Abelha, abelha!!!...
Eu olho banzado para este homem a quem só falta perguntar o nome de todos aqueles que ali estavam... na verdade, é acima de um palmeiral em Mato de Cão que usamos a convencional meia lua e no pressuposto que iríamos surpreender um contigente que viesse dos Nhabijões com sal, tabaco e outros produtos necessários à vida em Madina/Belel. As horas passam, as fardas ensopam, a vigilância perigosamente quebra. Eis então que levo uma cotovelada do José Jamanca que cicia ao meu ouvido direito:
-Vem um grupo mas de Madina para Chicri!
-Manda todo o grupo emboscado inverter a posição - respondo-lhe - e passa a palavra de que serei o primeiro a disparar, orientando o fogo de dilagrama e morteiros. Até nova ordem os bazuqueiros não trabalharão dentro daquela mata densa.
É um trilho enorme, bem sulcado e eu avisto à distância de centenas de metros. E quando vários vultos entram na minha mira mando despejar os morteiros sobre a coluna de Madina e disparo uma rajada para o interior da picada, onde avançam vultos em marcha apressada. Mas a coluna vinha preparada para reagir e reagiu desta vez. A floresta é um clamor de descargas, a folhagem desfaz-se, os ramos partem-se, os gritos de fúria e pesadelo misturam-se. Peço a dois apontadores de dilagrama para responderem aos RPG2 que não param de trabalhar.

Excertos dos dados:
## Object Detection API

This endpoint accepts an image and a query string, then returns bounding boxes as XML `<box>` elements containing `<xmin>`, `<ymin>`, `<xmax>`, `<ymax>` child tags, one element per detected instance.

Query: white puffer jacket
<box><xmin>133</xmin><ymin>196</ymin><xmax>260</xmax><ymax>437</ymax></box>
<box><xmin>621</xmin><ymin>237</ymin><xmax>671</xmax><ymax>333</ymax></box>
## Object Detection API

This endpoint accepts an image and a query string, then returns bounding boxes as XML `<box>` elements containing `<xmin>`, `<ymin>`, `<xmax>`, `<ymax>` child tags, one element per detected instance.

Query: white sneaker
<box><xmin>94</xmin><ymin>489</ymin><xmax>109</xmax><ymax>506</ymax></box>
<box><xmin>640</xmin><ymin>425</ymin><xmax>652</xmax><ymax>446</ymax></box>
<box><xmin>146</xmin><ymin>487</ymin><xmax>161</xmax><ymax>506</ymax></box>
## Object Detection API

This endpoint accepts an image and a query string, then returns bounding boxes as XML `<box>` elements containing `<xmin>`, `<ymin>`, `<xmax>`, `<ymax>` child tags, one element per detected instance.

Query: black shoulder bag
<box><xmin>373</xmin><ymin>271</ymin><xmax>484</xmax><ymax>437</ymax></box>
==
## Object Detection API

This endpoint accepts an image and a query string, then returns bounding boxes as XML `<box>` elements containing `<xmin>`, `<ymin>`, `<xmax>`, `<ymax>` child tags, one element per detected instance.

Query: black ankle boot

Perguntas:
1) Reproduza fielmente o trecho do relato da emboscada que vai de "É um trilho" até "param de trabalhar.".
2) Dê continuidade ao relato da emboscada a partir da última frase apresentada.
Os dados não entram em nenhuma das tarefas.

Respostas:
1)
É um trilho enorme, bem sulcado e eu avisto à distância de centenas de metros. E quando vários vultos entram na minha mira mando despejar os morteiros sobre a coluna de Madina e disparo uma rajada para o interior da picada, onde avançam vultos em marcha apressada. Mas a coluna vinha preparada para reagir e reagiu desta vez. A floresta é um clamor de descargas, a folhagem desfaz-se, os ramos partem-se, os gritos de fúria e pesadelo misturam-se. Peço a dois apontadores de dilagrama para responderem aos RPG2 que não param de trabalhar.

2)
Respondem e segue-se o alívio de um silêncio sepulcral. Grito para avançarmos e avançamos centenas de metros, até onde estava a cabeça da coluna. Como um mês atrás, encontrámos esteiras, sacos de comida, carregadores e uma arma semiautomática. Chamam-me a atenção para vestígios de sangue, há quem se prepare para uma caça ao homem. Mas a coluna inimiga fincara-se talvez um quilómetro atrás e despejou fogo na nossa direcção. Escondidos atrás das árvores, procuramos ver onde disparam as kalash e as bazucas. É nesse preciso instante se ouvem vozes estridentes que semeiam o pânico:
- Abelha, abelha, toca a fugir!.
É um espectáculo assombroso o que se segue e vejo de pé, impotente, incapaz de qualquer reacção: à distância, os guerrilheiros de Madina gritam e fogem, correndo por mim em pânico, os soldados de Missirá fogem. Fogem sacudindo-se batendo com as mãos no peito e nas pernas. Fogem com uivos de dor. Aquela indecifrável cena apocalíptica levanta-me o ânimo e por pura imitação desato a correr. É mais à frente que consigo que o Quebá me explique o que se está a passar: os tiros destruíram os favos, as abelhas atacam. As abelhas podem matar, irei aprender.
Mais tarde, em Março, quando entrar no HM 241 para ser operado assistirei à chegada de uma companhia de fuzileiros que caíra debaixo de um enxame de abelhas, entraram com o corpo todo inchado, alguns em estado de profundo choque, urrando com aquele sofrimento inusitado de abelhas que atacam quando se sentem perseguidas ou sentem o cheiro do suor ou do sangue.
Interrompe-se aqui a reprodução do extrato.